[BEGIN]

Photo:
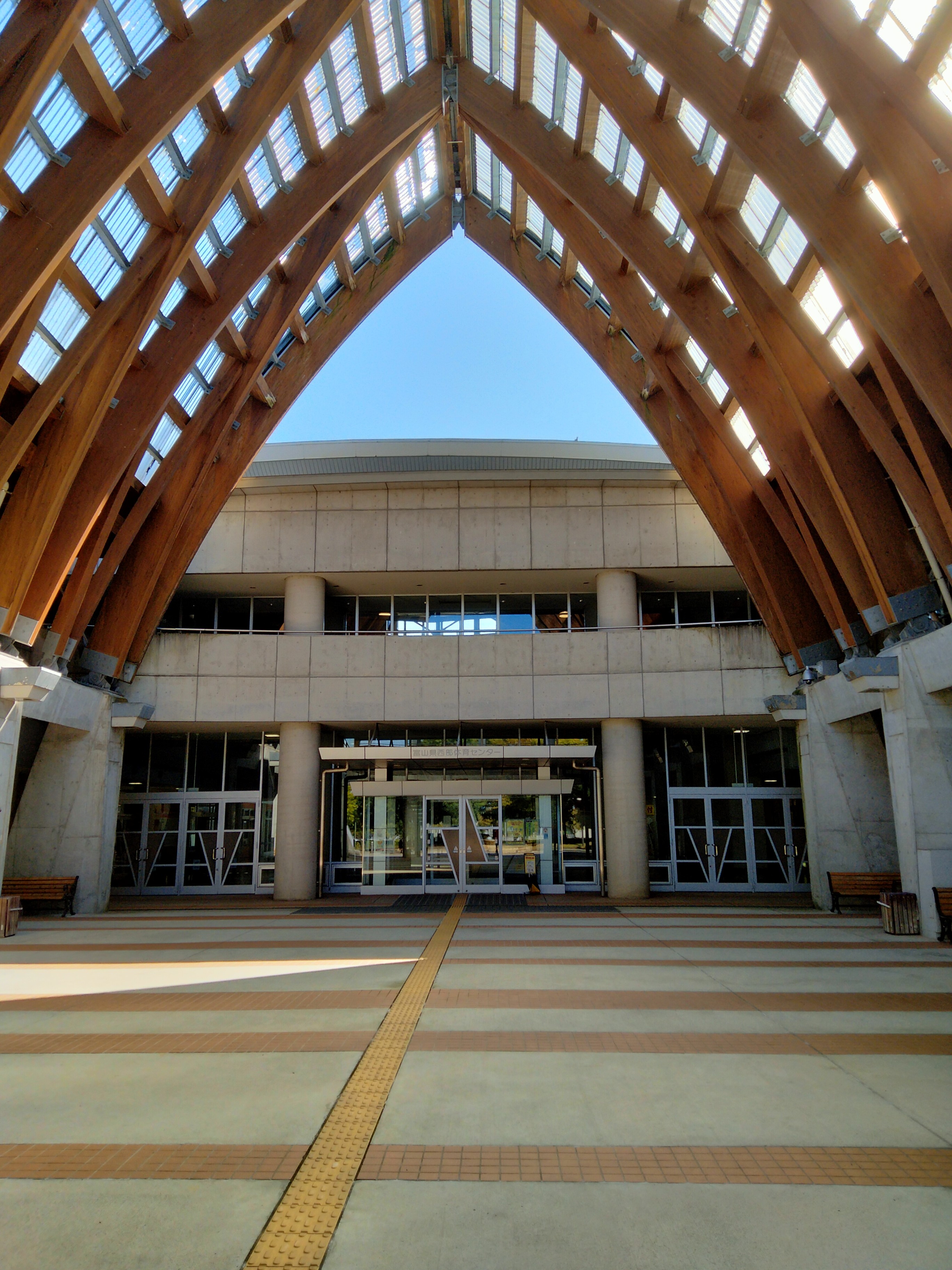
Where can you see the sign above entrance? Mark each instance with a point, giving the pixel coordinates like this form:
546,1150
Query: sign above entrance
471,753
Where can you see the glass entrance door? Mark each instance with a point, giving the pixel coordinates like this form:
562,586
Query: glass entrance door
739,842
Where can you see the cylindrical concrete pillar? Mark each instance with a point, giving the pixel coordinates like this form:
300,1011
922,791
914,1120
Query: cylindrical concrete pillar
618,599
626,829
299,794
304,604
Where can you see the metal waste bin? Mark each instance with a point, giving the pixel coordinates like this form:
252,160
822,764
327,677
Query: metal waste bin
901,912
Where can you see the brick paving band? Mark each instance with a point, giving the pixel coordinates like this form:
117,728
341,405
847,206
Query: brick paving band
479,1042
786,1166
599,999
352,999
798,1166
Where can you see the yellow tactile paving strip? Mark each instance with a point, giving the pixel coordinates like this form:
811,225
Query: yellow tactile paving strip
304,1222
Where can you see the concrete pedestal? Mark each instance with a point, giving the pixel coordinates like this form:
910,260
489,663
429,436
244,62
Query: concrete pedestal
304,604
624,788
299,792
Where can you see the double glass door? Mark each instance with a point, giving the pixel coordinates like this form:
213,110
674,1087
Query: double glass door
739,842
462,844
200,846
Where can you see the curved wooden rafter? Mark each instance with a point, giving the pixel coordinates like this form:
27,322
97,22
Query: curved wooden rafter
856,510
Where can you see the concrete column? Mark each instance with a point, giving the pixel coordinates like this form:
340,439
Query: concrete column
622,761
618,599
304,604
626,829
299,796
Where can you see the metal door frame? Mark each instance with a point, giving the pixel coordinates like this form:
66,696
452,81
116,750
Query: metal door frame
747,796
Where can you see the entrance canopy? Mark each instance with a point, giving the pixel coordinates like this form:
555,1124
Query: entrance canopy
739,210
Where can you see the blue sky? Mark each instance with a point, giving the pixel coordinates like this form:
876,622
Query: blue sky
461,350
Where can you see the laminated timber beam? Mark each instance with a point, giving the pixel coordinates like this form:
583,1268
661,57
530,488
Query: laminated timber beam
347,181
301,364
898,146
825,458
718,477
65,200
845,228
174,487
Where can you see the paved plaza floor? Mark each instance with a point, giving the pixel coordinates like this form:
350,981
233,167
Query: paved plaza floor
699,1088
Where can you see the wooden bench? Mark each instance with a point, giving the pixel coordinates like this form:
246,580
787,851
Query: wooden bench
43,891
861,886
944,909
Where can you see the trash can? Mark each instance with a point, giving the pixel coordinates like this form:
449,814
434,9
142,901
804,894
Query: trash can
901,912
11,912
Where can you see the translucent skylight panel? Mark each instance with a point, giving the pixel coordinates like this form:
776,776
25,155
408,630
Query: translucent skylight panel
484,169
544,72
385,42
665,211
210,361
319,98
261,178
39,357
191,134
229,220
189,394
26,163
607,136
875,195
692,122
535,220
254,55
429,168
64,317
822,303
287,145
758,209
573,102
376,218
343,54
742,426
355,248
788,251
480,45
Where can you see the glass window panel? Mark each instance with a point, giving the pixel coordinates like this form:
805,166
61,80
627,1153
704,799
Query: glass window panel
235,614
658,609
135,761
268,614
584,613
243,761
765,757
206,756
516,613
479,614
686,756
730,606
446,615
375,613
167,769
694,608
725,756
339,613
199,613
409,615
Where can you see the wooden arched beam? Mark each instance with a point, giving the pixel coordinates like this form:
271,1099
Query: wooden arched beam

[END]

### Task goal
Starting at the line that contains "Where can you see the translucent", output each remaining line of the listing, the last line included, exactly as it appears.

### Solution
Where can you see the translucent skylight panel? Mark each instance with a point, giving the pixel coordinates like this form:
776,776
25,155
408,630
Query: translucent skylight panel
484,169
544,72
385,42
665,211
210,361
319,98
261,178
39,357
191,134
229,220
189,394
26,163
607,136
875,195
692,122
535,220
254,55
429,168
64,317
822,303
287,145
758,209
573,102
376,218
343,54
742,426
355,248
788,251
480,45
Where can you see the glass window panel? Mark each instance with a point, giving the pixel coordinates like this form:
805,166
61,80
627,1153
704,799
Query: glass window panel
235,614
658,609
135,761
268,614
584,613
243,761
765,757
206,756
516,613
479,614
686,756
730,606
446,615
375,613
167,769
694,608
725,756
339,613
199,613
409,615
Where can you see the wooden arched beam? Mark each instance with a point, giving the pixel coordinates like this form:
271,1099
Query: wooden arched beam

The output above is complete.